Problem: Among the entries below, only the lines starting at the one with "query: the noun" and ending at the one with "247 187 L 274", both included, are to be printed exactly.

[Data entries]
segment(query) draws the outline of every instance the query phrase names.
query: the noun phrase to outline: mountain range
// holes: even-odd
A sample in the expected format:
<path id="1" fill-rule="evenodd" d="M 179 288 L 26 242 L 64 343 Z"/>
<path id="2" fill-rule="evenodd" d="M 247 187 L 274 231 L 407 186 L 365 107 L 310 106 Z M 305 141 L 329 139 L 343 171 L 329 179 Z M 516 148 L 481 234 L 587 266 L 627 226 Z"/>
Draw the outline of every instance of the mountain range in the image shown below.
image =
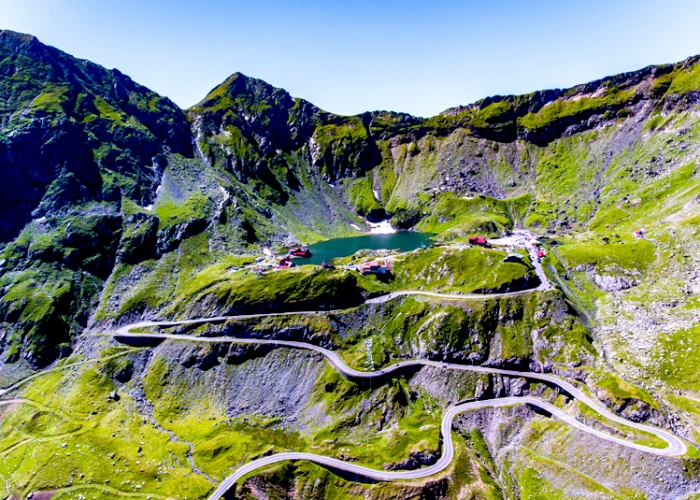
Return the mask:
<path id="1" fill-rule="evenodd" d="M 415 468 L 439 455 L 442 403 L 503 395 L 541 395 L 653 444 L 544 383 L 426 368 L 371 388 L 313 353 L 101 336 L 144 319 L 329 303 L 342 311 L 176 330 L 311 342 L 358 366 L 418 357 L 552 372 L 628 419 L 700 439 L 700 56 L 430 118 L 341 116 L 240 73 L 183 110 L 116 69 L 3 30 L 0 118 L 0 386 L 31 380 L 18 399 L 32 402 L 0 415 L 7 498 L 77 498 L 83 483 L 80 494 L 105 498 L 206 498 L 236 463 L 272 448 Z M 436 245 L 399 255 L 391 283 L 342 268 L 252 271 L 383 220 Z M 531 265 L 504 267 L 497 250 L 466 245 L 518 228 L 547 245 L 553 290 L 361 305 L 399 289 L 527 287 Z M 367 485 L 295 463 L 249 478 L 243 494 L 700 495 L 694 448 L 603 450 L 528 407 L 455 422 L 461 458 L 441 478 Z"/>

Final answer:
query: the noun phrase to outline: mountain range
// holes: even-odd
A sample in the expected format:
<path id="1" fill-rule="evenodd" d="M 179 288 L 26 242 L 64 343 Z"/>
<path id="2" fill-rule="evenodd" d="M 247 187 L 274 231 L 407 186 L 365 107 L 310 106 Z M 305 141 L 329 139 L 343 171 L 329 179 Z M 516 148 L 481 234 L 587 266 L 627 226 Z"/>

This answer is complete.